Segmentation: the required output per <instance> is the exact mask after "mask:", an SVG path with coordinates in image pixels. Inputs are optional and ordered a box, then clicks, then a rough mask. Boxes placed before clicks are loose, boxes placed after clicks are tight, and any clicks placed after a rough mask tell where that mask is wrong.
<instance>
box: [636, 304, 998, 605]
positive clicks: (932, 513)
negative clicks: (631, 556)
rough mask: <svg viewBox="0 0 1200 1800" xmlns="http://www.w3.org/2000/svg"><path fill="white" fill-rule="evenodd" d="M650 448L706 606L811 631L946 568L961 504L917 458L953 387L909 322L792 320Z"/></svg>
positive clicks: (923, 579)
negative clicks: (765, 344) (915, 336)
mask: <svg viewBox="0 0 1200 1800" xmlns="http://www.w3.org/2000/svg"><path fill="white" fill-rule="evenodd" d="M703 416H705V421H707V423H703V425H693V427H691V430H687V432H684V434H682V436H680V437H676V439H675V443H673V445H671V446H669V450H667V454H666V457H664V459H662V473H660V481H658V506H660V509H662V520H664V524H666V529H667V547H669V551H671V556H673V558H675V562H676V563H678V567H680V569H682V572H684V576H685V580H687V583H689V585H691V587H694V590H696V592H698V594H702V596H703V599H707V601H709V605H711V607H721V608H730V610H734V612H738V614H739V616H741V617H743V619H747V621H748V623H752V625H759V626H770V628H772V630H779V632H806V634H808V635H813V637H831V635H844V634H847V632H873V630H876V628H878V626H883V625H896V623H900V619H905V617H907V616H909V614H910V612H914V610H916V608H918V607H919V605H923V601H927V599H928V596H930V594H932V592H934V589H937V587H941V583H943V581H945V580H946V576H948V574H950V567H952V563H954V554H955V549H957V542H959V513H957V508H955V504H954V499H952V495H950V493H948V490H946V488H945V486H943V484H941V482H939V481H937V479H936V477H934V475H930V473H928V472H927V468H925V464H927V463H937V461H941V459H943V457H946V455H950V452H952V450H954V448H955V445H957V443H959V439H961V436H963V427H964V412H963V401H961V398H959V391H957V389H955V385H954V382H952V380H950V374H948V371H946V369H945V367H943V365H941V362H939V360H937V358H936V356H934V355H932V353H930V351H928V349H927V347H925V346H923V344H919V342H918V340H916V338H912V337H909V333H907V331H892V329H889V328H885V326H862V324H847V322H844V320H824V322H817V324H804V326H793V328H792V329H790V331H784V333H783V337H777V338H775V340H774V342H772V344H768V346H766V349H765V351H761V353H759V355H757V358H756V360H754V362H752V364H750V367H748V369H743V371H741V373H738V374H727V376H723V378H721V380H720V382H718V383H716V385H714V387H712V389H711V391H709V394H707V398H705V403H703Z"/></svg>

_What is being asked_
From the entries above, restate word for word the lines from the line containing "negative clicks: (631, 556)" to the line containing "positive clicks: (923, 579)", both ends included, and nothing more.

_Result of the task_
negative clicks: (631, 556)
rough mask: <svg viewBox="0 0 1200 1800" xmlns="http://www.w3.org/2000/svg"><path fill="white" fill-rule="evenodd" d="M650 448L706 606L811 631L946 568L961 504L917 458L953 387L909 322L792 320Z"/></svg>
positive clicks: (923, 579)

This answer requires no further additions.